Please repeat, word for word, the passage of the creative writing journal below starting at "I'm scared of" and ending at "are with me?".

(Source document Opens)

Creative Writing and Journal
Wandering alone, scared to meet anyone's eyes. Would I find kindness if I did look? Disgust? Pity?
Curling up alone in bed missing you.
Another lonely morning, writing without you by my side. I want to see you again but I can't.
- E.
The day is a blur, sensed cold outdoors and warm indoors, tasted chocolate, took meds.
It's so fuzzy and I'm not sure why. What was the trigger(s) today?
I guess we rested, and maybe that is enough.
(Side note: pine needles scent is grounding)
It's cold and dark. I want to exist, but I don't know how. It's hard to tell nightmares from being awake this time of year.
I'm scared of waking up. What if I realize that you are gone? I don't want you to be gone.
Dreamscapes are easier to travel than reality. This thick fog obscures the scariest nightmares. Can I sleep in a little? And dream that you are with me?
Some day we will wake up to sunshine again.
Could use a hug - talked today about why I feel nervous about a male relative being near little girls
- A.
Empty moments leave me wondering what full means.
Uncovered a possibility old memory which has opened the flood gates the past couple of days, but I reached out to my support system and was met with compassion. They felt angry on my behalf for the stuff I solidly recalled and other stuff, which felt nice? Like maybe what was done to me wasn't my fault and I'm not wrong for to thinking it was traumatic (objectively it was traumatic, but my emotional side worried we were making a mountain out of a mole hill)
I'm scared about the future actions that may take place as a result of me telling, but I believe I'd have backup if things go south. If anyone reading this is a praying type, please pray.

(Source document Closes)
(Dataset excerpts Opens)

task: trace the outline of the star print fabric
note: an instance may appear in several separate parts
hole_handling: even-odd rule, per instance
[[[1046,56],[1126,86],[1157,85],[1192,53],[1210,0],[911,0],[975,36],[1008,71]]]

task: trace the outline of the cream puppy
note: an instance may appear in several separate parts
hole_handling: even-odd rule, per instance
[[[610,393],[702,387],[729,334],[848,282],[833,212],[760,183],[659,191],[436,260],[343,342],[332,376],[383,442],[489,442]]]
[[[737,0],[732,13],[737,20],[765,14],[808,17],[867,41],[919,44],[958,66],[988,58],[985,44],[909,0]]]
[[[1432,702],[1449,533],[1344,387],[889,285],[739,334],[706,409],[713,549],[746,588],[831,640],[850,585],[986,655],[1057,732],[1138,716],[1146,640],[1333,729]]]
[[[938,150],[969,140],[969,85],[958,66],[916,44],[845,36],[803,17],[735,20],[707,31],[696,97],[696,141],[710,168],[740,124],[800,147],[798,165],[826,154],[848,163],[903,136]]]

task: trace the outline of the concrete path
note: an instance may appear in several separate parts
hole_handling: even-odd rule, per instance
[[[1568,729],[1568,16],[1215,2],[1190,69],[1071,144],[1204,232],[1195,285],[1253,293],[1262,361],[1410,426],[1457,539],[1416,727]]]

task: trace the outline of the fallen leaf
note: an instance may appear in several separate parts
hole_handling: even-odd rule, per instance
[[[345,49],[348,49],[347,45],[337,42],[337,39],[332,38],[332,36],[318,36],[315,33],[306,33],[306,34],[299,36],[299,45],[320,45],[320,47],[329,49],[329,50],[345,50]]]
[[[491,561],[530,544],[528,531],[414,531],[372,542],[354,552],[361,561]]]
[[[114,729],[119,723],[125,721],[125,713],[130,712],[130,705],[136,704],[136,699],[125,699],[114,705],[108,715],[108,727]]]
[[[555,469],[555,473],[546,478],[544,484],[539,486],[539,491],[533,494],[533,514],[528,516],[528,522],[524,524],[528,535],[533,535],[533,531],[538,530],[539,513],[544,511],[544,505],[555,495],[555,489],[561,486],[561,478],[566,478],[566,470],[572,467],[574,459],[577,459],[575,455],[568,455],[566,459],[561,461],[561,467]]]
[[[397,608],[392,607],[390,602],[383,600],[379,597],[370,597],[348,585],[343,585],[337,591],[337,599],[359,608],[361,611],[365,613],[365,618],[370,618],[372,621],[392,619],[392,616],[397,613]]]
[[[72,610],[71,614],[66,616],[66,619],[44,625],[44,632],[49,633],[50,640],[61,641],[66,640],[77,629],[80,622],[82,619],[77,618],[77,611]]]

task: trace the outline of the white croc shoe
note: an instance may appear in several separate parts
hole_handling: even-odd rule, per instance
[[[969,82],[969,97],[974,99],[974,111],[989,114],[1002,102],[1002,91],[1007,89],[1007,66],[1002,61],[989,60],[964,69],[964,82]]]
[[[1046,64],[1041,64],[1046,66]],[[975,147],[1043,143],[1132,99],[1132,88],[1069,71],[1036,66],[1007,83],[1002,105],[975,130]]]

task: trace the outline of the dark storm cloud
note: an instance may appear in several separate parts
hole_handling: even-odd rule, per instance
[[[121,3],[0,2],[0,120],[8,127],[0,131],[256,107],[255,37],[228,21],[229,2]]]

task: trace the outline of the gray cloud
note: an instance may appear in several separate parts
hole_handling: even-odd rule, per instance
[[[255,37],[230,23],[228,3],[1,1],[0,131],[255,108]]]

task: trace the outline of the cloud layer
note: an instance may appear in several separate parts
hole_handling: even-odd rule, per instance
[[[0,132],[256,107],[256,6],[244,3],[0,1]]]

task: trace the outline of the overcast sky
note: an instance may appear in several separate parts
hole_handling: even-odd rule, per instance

(Dataset excerpts Closes)

__Finished task__:
I'm scared of waking up. What if I realize that you are gone? I don't want you to be gone.
Dreamscapes are easier to travel than reality. This thick fog obscures the scariest nightmares. Can I sleep in a little? And dream that you are with me?